== Source information ==

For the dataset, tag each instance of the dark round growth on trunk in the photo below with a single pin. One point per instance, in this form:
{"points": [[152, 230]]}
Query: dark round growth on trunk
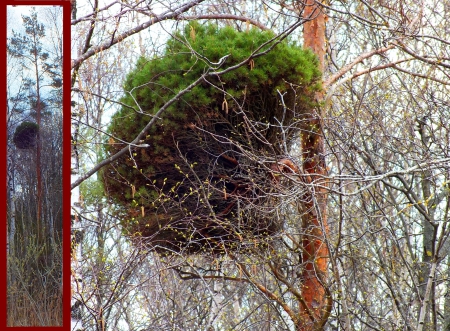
{"points": [[25, 135]]}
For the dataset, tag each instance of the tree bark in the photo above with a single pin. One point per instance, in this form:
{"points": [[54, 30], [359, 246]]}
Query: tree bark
{"points": [[315, 306]]}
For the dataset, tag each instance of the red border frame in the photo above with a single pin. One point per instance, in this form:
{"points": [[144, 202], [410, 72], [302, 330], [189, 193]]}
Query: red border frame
{"points": [[66, 161]]}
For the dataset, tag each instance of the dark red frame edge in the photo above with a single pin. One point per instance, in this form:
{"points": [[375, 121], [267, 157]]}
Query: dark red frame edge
{"points": [[66, 162]]}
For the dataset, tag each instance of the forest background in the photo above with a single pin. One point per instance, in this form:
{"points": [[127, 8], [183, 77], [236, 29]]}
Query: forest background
{"points": [[372, 191]]}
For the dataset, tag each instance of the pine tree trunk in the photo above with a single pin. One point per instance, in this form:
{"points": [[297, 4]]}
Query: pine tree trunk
{"points": [[316, 304]]}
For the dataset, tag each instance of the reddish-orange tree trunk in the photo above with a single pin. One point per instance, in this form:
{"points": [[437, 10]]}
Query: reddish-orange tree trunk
{"points": [[316, 304]]}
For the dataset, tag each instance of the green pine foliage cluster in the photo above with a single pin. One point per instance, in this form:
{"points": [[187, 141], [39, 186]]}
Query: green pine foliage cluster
{"points": [[217, 105]]}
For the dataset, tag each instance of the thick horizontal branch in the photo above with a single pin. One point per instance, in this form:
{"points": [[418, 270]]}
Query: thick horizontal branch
{"points": [[332, 79], [225, 17]]}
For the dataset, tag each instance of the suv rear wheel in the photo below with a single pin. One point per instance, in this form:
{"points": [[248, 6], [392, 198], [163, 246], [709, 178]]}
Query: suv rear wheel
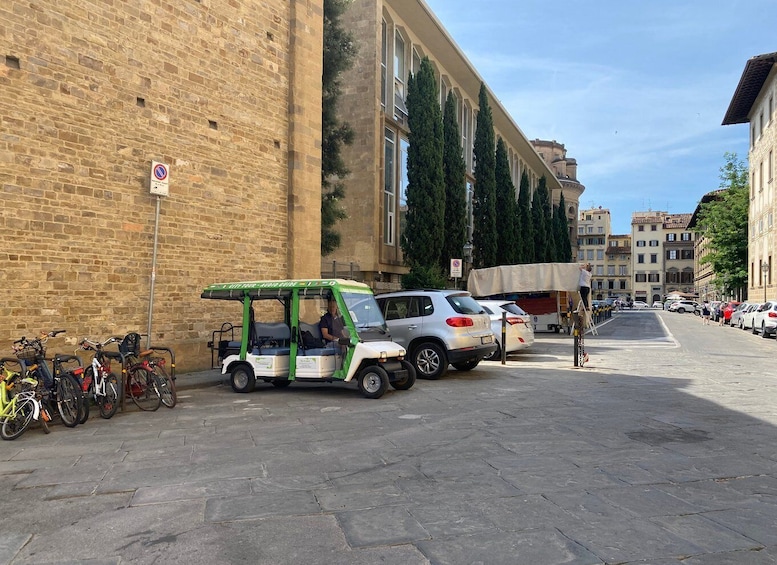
{"points": [[430, 360]]}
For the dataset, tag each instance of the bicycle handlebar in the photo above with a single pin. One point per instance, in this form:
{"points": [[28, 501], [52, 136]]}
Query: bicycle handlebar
{"points": [[87, 344]]}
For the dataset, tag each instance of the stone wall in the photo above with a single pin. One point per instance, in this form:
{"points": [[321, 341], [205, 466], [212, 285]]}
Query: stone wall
{"points": [[90, 94]]}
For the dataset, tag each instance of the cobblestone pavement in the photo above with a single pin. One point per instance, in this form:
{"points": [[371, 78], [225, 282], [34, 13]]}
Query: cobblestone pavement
{"points": [[662, 450]]}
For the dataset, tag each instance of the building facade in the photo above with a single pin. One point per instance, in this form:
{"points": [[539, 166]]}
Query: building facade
{"points": [[565, 168], [662, 255], [593, 228], [393, 36], [228, 95], [754, 103]]}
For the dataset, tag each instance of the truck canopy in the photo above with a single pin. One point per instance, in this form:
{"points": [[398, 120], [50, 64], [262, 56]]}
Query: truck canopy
{"points": [[532, 277]]}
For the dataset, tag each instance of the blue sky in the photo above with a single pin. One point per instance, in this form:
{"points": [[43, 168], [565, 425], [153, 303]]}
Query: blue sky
{"points": [[635, 90]]}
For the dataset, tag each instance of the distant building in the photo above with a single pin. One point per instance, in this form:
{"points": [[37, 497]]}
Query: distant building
{"points": [[565, 168], [662, 258], [754, 103], [608, 254]]}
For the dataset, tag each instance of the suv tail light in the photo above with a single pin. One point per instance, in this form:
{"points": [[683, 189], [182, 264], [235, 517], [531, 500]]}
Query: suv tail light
{"points": [[460, 322]]}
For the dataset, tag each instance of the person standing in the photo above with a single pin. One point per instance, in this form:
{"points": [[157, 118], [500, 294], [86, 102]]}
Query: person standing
{"points": [[585, 284], [705, 313]]}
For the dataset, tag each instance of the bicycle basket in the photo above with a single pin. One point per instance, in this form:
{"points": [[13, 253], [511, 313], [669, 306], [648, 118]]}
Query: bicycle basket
{"points": [[28, 354], [130, 345]]}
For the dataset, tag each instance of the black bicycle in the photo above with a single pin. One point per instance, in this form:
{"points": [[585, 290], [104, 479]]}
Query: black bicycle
{"points": [[62, 387]]}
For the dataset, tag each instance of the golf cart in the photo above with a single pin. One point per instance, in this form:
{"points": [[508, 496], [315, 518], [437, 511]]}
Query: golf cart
{"points": [[290, 346]]}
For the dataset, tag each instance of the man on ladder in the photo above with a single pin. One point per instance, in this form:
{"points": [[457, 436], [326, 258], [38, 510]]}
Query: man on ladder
{"points": [[584, 315]]}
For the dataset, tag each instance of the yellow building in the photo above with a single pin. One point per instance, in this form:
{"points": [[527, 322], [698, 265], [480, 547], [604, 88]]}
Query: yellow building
{"points": [[227, 95]]}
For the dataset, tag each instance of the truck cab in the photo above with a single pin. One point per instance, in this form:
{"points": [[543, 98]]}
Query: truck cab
{"points": [[279, 340]]}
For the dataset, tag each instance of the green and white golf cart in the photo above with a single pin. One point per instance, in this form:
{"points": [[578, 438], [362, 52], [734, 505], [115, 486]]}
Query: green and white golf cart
{"points": [[289, 347]]}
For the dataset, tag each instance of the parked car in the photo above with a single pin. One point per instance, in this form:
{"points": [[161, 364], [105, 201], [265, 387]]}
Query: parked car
{"points": [[519, 333], [765, 320], [728, 309], [736, 315], [438, 327], [748, 317], [682, 306]]}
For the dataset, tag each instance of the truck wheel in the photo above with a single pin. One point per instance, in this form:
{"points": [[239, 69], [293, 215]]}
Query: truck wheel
{"points": [[242, 378], [429, 361], [373, 381], [409, 380]]}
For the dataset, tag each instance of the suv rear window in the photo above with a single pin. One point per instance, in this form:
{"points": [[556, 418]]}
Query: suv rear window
{"points": [[464, 304]]}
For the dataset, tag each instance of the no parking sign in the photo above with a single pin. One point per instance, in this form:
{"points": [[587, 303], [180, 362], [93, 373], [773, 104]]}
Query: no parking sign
{"points": [[456, 268], [160, 179]]}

===

#### [Problem to work on]
From the data, pick out every line that includes "below".

#### [Task answer]
For the dataset, tag each instance of the dark round growth on trunk in the photo below with a single pin. One point per instance, in this form:
For the dataset, tag each instance of the suv rear wheel in the photo below with a single pin. One point per instance, in this form:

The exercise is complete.